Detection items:
+ + + + + + +
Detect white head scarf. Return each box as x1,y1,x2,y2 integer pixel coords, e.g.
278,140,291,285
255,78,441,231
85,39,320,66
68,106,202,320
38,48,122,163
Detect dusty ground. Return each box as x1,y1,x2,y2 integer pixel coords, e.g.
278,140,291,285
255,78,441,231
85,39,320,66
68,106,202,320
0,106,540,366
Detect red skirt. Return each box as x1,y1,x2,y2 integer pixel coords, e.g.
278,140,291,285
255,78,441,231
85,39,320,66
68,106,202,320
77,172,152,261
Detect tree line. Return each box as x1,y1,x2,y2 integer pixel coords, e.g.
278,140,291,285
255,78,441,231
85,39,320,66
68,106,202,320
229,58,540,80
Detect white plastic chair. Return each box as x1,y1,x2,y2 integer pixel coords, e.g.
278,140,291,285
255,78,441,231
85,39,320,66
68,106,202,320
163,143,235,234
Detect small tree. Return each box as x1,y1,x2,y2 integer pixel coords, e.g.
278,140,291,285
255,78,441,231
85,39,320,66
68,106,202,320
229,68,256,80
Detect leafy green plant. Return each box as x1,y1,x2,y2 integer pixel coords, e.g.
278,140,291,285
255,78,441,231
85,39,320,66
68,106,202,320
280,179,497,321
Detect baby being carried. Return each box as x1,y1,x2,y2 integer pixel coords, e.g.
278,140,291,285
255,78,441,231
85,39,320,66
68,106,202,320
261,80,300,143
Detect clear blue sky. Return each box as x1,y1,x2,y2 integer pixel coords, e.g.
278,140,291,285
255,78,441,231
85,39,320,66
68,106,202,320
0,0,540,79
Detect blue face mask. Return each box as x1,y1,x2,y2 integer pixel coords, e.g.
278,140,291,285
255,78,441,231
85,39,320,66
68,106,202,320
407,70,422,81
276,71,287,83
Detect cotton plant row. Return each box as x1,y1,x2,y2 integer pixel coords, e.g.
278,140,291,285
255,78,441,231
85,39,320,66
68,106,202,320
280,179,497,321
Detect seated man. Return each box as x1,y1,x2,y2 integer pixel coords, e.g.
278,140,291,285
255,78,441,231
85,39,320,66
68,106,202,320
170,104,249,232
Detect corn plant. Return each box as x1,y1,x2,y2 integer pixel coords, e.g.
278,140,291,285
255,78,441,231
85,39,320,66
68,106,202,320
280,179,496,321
+ + + + + + +
- **Stated task**
Reproduce every line of the items above verbatim, with no changes.

- **Solution for this task**
Detect white head scarf. Return each box as x1,y1,x2,y2 integer pixel coords, e.g.
278,140,291,285
255,78,441,231
85,39,320,66
68,106,202,320
38,48,122,163
Detect dusty ground. Return each box as x1,y1,x2,y2 integer pixel coords, e.g.
278,140,291,285
255,78,441,231
85,39,320,66
68,106,202,320
0,106,540,366
Detect red skirt. Return each box as x1,y1,x2,y2 integer pixel coords, e.g.
278,140,291,285
255,78,441,231
85,39,320,66
68,106,202,320
77,172,152,261
Detect tree line. Return each box as x1,y1,x2,y2 integer pixel coords, e.g.
278,140,291,285
255,78,441,231
85,39,320,66
68,106,202,320
229,58,540,80
Detect white plastic chair. Return each box as x1,y1,x2,y2 integer pixel coords, e.g.
278,140,291,285
255,78,441,231
85,39,320,66
68,106,202,320
163,143,235,234
Detect small tree. Return each box as x1,y1,x2,y2 integer pixel coords, e.g.
278,140,291,285
255,78,441,231
85,39,320,66
68,106,202,320
229,68,256,80
Detect leafy green plant. Return each box as x1,y1,x2,y2 integer pixel coords, e.g.
278,140,291,285
255,78,441,231
85,39,320,66
68,106,202,320
280,179,497,321
Detect baby being carried. Return each box as x1,y1,x2,y2 integer pixel coords, e.g.
278,140,291,285
255,78,441,231
85,39,320,66
68,106,202,320
261,80,300,143
Detect clear blue sky. Return each box as x1,y1,x2,y2 integer pixel coords, e.g.
278,140,291,285
255,78,441,231
85,39,320,66
68,106,202,320
0,0,540,79
Detect blue face mask. Return each box as x1,y1,x2,y2 integer pixel coords, e.g.
278,140,291,285
255,78,441,231
85,39,320,66
68,106,202,320
407,70,422,81
276,71,287,83
Detect cotton plant row. Return each box as x1,y1,x2,y2 integer pixel coords, e.g.
278,140,291,285
255,78,441,231
85,39,320,66
68,106,202,320
280,179,497,321
Detect seated man. Return each box as x1,y1,x2,y2 integer pixel coords, e.g.
278,140,291,285
255,78,441,231
85,39,320,66
68,106,202,320
170,104,249,232
Detect corn plant. Return each box as x1,y1,x2,y2 integer pixel coords, e.g.
278,140,291,285
255,78,441,231
85,39,320,66
68,106,202,320
280,179,496,321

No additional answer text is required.